───── Records to process
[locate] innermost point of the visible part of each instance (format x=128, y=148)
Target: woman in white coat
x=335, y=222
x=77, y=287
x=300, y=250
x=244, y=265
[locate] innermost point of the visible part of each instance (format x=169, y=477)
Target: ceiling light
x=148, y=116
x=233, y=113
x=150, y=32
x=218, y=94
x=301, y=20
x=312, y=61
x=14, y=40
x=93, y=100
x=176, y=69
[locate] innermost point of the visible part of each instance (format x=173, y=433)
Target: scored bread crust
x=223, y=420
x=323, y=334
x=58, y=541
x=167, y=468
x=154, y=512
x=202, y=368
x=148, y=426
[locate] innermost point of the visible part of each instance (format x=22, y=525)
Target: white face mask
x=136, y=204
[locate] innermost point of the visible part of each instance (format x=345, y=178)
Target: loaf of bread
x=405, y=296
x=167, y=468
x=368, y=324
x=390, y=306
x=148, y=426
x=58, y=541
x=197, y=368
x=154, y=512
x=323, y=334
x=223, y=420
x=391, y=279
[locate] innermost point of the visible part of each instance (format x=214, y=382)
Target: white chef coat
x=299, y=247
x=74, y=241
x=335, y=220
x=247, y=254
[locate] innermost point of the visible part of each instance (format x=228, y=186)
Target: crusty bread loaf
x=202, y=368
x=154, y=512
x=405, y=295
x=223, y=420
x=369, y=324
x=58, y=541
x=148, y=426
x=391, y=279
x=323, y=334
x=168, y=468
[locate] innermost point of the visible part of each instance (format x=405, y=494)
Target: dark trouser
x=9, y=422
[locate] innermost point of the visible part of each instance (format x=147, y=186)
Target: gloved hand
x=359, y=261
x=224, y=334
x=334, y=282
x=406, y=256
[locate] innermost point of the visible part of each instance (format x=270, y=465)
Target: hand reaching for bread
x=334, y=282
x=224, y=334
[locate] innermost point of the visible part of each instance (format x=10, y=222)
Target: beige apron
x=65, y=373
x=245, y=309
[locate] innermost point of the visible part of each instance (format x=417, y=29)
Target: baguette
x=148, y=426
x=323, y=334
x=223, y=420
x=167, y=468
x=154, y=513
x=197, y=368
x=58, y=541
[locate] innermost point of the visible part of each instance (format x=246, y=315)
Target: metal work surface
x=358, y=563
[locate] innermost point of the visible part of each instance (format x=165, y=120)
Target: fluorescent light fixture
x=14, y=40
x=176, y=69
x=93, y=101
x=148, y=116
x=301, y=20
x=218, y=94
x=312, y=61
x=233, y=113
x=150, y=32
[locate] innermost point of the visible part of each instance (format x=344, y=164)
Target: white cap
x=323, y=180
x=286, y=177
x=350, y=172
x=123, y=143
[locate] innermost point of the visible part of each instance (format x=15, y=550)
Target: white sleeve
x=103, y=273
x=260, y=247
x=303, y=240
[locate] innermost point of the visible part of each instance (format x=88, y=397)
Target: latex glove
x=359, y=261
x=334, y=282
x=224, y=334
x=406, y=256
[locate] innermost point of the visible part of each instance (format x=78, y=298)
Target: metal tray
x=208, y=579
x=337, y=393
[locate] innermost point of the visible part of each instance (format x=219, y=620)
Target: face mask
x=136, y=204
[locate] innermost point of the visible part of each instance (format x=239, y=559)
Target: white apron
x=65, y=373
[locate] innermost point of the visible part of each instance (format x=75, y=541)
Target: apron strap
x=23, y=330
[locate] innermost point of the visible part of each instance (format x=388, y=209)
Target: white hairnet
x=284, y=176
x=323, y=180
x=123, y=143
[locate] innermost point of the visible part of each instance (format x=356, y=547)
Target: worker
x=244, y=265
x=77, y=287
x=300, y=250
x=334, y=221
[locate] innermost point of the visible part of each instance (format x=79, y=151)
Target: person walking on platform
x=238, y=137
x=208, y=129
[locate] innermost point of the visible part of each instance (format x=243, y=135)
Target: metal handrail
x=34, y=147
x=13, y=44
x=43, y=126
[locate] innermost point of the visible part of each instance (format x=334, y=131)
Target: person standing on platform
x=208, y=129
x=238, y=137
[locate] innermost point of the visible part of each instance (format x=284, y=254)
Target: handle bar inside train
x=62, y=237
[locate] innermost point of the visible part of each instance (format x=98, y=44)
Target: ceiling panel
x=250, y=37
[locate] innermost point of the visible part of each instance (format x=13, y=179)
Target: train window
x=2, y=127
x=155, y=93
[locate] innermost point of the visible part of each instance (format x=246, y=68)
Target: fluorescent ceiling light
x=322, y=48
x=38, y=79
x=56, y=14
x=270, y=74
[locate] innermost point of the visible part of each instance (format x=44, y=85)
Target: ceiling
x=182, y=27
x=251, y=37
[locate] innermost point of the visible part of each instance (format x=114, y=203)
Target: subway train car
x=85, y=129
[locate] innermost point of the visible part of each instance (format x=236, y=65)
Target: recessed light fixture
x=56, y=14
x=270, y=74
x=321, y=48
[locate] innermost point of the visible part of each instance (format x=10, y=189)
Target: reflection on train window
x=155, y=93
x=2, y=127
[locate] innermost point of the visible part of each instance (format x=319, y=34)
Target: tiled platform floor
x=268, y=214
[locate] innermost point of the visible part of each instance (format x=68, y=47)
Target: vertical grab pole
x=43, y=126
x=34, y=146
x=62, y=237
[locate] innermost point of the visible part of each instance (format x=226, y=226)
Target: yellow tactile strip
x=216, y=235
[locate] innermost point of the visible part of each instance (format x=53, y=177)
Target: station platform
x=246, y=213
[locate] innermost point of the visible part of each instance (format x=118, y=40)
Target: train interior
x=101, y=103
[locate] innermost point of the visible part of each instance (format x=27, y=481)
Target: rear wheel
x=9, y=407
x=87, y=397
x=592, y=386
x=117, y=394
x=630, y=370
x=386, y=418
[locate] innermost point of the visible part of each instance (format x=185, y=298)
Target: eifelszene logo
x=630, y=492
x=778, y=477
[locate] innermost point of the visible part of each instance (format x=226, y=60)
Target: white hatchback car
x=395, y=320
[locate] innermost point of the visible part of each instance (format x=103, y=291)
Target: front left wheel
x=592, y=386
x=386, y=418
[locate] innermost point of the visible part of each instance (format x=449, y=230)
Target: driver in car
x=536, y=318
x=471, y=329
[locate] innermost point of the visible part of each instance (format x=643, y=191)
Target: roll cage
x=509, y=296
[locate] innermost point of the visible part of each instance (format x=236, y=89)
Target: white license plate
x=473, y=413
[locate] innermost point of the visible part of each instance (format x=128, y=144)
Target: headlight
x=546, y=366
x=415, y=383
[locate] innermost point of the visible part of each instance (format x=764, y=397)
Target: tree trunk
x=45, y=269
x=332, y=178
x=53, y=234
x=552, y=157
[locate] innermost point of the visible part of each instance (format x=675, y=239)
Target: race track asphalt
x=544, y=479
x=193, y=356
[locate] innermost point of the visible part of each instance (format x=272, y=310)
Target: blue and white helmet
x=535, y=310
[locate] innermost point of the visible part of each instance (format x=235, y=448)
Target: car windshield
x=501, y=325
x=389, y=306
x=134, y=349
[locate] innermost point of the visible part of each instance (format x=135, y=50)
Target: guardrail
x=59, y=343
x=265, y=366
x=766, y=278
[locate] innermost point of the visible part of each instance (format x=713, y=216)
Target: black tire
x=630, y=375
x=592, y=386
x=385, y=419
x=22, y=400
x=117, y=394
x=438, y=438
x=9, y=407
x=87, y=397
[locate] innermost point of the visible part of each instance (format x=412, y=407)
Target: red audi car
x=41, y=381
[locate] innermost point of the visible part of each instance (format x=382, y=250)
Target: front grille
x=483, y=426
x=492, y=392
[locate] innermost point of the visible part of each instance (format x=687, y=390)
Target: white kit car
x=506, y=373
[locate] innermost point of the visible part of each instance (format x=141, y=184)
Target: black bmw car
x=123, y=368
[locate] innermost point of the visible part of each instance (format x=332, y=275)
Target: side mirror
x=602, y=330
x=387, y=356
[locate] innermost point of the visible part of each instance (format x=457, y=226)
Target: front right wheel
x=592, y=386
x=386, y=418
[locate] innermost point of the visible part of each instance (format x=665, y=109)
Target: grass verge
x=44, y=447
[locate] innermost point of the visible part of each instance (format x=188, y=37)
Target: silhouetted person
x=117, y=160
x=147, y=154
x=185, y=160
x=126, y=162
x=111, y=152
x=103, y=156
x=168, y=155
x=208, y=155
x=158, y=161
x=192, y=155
──────────
Task directions :: Rewrite the rows from the line containing "(format x=188, y=37)" through the end of the rows, inclusive, swapping "silhouetted person" for "dark figure" and leaving everything else unchanged.

Result of the task ::
[locate] innermost point of the visible part of each instance (format x=188, y=37)
Target: dark figure
x=117, y=160
x=147, y=154
x=185, y=160
x=126, y=162
x=111, y=152
x=103, y=156
x=168, y=155
x=208, y=155
x=158, y=161
x=192, y=155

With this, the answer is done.